→ Quoted passage
* * * * * * *

Learned Image Compression

Information Theory (Winter 2020)
EE 276, Information Theory | Project Final Report 

Group Members

Yanpei Tian, Helena Huang, Boxiao Pan


Image compression intends to reduce the size of an image so as to save the cost during transmission as well as storage. There are mainly two types of image compression, namely lossless compression and lossy compression. Traditional codecs include PNG (lossless) and JPEG (lossy). Modern approaches apply deep learning on this task, i.e. learned image compression. The general pipeline includes an autoencoder architecture, where an encoder first compresses the input image into a compact representation, which is subsequently fed into a decoder to reconstruct the input image. The learning objective is thus to minimize the difference between the reconstructed image and the original image. In this project, we aim at exploring different ways to implement this framework as well as some implications behind the notion of “learned compression”.

Literature Review

Full Resolution Image Compression with Recurrent Neural Networks [6]: This project is built on top of ​Variable Rate Image Compression With Recurrent Neural Networks [2], which shows that it is possible to train a single RNN and achieve better-than-current image compression schemes at a fixed output size. The authors incorporate the idea of “entropy encoder” into this project to make it achieve competitive compression rates on images of arbitrary size.

* * * * * * *

(Dataset items)
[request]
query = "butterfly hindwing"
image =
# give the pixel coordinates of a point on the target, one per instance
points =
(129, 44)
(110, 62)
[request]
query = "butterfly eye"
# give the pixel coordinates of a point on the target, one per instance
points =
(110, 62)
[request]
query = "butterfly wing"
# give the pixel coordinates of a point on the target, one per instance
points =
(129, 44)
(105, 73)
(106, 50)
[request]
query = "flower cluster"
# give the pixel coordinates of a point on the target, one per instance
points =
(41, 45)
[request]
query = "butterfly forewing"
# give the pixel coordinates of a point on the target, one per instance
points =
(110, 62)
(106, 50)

* * * * * * *

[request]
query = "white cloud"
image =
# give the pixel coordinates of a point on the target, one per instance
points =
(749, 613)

* * * * * * *

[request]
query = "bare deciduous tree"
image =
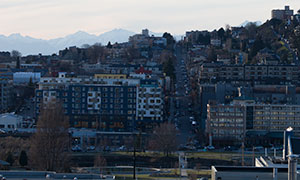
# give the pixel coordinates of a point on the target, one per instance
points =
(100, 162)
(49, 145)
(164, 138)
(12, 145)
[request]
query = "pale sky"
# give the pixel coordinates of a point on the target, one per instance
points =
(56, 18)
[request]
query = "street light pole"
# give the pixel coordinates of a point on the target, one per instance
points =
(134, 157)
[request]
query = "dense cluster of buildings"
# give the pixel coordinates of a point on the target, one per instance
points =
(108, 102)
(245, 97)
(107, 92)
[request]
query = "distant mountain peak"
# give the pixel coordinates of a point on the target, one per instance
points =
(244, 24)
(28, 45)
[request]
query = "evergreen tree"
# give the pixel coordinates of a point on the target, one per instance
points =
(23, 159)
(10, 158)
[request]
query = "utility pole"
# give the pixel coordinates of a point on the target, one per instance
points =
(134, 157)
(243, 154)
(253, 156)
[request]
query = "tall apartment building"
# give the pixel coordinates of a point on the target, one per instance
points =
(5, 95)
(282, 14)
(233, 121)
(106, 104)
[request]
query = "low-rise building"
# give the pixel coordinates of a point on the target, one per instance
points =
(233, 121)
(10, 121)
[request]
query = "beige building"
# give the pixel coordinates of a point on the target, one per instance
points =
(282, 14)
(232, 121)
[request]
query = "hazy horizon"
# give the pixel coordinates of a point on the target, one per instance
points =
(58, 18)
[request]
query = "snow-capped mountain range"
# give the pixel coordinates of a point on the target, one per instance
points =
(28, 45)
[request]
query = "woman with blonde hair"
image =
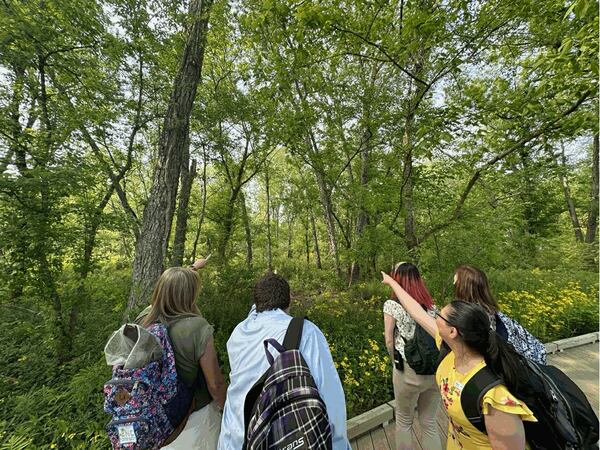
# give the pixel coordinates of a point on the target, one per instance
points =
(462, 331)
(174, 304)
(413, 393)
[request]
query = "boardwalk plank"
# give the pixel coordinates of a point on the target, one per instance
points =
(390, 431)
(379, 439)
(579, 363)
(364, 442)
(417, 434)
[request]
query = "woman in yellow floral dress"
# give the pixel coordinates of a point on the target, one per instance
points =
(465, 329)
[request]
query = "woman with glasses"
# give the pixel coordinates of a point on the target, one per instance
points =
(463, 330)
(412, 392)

* * * * * * *

→ Problem requirements
Can you carry on the learned image compression report, continuing from its last sentence?

→ Exercise result
Lossy image compression with compressive autoencoders [3]: In this paper, the author introduced an effective way of dealing with non-differentiability in training autoencoders for lossy image compression. They proposed three alternatives to the un-differentiable quantization step: 1. Replace gradient of quantization by the gradient of identity function, effectively passing gradients without modification from the decoder to the encoder; 2. Additive uniform noise; 3. Stochastic rounding operations;

Entropy Encoding in Wavelet Image Compression [4]: The author reviews several entropy encoding schemes such as Huffman coding and arithmetic coding, providing detailed mathematical bases for the encoding schemes and their applications.


We propose to use the MNIST dataset as the starting point. ​The ​MNIST database​ [6] (Modified National Institute of Standards and Technology database) is a large database of handwritten digits that is commonly used for training various image processing systems. It consists of 60000 handwritten digits ranging from 0 to 9, each of size 28*28. The testing set has 10000 similarly constructed images.

We will also use the dataset CIFAR-10, which consists of 10 classes of 32×32 color images. The classes include airplane, automobile, bird etc. There are 50000 images in the training set and 10000 in the test set.


The training procedure is shown in Fig. 1. Specifically, the loss consists of two components: the reconstruction loss between the original and reconstructed image, as well as the regularization loss which penalizes the size of the compressed image from being too large.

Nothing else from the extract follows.